◆ WHAT IS BEING ASKED
All of the data below should be written out exactly.

Point-based annotation data:
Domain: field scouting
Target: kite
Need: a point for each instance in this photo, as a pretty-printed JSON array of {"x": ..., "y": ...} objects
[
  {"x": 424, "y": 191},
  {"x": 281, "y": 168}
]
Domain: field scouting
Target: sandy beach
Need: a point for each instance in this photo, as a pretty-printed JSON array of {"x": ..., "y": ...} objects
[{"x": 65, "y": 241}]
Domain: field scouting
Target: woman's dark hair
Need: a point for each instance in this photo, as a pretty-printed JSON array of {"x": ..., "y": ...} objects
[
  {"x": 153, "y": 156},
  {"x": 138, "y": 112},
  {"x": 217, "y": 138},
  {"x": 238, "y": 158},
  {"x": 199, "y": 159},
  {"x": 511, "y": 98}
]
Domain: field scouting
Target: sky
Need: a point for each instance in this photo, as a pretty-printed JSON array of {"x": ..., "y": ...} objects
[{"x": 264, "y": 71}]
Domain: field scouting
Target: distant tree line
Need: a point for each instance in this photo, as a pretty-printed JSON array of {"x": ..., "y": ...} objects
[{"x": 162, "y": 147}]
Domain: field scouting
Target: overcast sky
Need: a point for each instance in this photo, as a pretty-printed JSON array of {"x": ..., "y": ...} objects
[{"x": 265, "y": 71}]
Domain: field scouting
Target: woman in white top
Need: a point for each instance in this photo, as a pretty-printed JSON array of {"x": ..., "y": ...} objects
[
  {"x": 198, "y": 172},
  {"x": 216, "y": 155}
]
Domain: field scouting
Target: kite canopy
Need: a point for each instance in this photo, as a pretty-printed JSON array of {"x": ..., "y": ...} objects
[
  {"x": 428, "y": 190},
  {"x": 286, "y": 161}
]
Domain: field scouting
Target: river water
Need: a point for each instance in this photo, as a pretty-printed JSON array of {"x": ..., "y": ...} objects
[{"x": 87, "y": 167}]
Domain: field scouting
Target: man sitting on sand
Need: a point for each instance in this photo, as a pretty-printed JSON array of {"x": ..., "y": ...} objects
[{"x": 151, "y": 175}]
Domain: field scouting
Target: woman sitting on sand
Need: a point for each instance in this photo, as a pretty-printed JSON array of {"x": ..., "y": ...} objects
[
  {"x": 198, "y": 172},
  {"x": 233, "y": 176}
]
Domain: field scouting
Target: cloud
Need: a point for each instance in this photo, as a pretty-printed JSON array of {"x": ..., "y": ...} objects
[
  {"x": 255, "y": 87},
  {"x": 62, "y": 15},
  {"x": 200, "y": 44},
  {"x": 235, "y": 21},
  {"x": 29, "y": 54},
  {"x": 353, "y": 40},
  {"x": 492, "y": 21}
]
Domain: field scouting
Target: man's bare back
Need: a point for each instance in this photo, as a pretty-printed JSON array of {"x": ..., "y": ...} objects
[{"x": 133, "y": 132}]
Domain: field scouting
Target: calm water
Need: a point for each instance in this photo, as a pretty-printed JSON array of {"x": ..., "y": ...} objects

◆ WRITTEN REPLY
Domain: field scouting
Target: kite
Need: a point for each instance in this photo, as a pretty-printed JSON array of {"x": ..., "y": ...} objects
[
  {"x": 424, "y": 191},
  {"x": 281, "y": 168}
]
Domain: field scouting
Target: sandy beach
Need: a point for each instance in this photo, as a pretty-printed JSON array of {"x": ..., "y": ...} objects
[{"x": 65, "y": 241}]
Domain: field scouting
Target: woman's dark hair
Need: a point for each instance in this photo, as a pretty-printed JSON array of {"x": ..., "y": ...} objects
[
  {"x": 153, "y": 156},
  {"x": 138, "y": 112},
  {"x": 217, "y": 138},
  {"x": 238, "y": 158},
  {"x": 199, "y": 159},
  {"x": 511, "y": 98}
]
Domain: field scouting
Target: sky
Need: a point for each instance in this photo, as a pretty-printed JSON array of {"x": ..., "y": ...} objects
[{"x": 264, "y": 71}]
Domain: field scouting
Target: distant tree line
Need: a point for each instance in this photo, as a pretty-printed JSON array of {"x": ..., "y": ...} objects
[{"x": 162, "y": 147}]
Domain: field scouting
Target: overcast sky
Need: a point for each instance in this photo, as a pretty-printed JSON array of {"x": ..., "y": ...} objects
[{"x": 265, "y": 71}]
Domain: field scouting
Target: woman in white top
Need: a point for each instance in this photo, as a pretty-printed JSON array of {"x": ..., "y": ...} objects
[
  {"x": 198, "y": 172},
  {"x": 216, "y": 155}
]
Domain: field scouting
Target: kite canopy
Need: a point for each instance in this photo, as a pretty-printed JSON array of {"x": ..., "y": ...} objects
[
  {"x": 428, "y": 190},
  {"x": 286, "y": 161}
]
Domain: field scouting
Target: river water
Need: a point for each instance in this photo, as a pretty-printed JSON array of {"x": ..., "y": ...} objects
[{"x": 87, "y": 167}]
Domain: field scouting
Target: man sitting on sand
Need: a point for each instance in this photo, as a pretty-printed JSON array of {"x": ..., "y": ...} objects
[{"x": 151, "y": 175}]
Domain: field scouting
Target: woman sitting on sand
Need: a point for each instance in this photo, as a pretty-printed JSON array of {"x": ..., "y": ...} objects
[
  {"x": 198, "y": 172},
  {"x": 233, "y": 176}
]
Domain: field scouting
Target: cloud
Need: a point for each instance in this photo, as a pretty-printed JSON array of {"x": ..., "y": ...} objects
[
  {"x": 255, "y": 87},
  {"x": 62, "y": 15},
  {"x": 200, "y": 44},
  {"x": 235, "y": 21},
  {"x": 29, "y": 54},
  {"x": 353, "y": 40},
  {"x": 492, "y": 21}
]
Domain: field scouting
Target: man's bare back
Need: a point for each instance in this photo, as a pretty-printed JSON array of {"x": ..., "y": ...} objects
[{"x": 133, "y": 132}]
Domain: field scouting
Target: calm water
Need: a point for each instance in this photo, as a pretty-printed JSON array of {"x": ..., "y": ...} objects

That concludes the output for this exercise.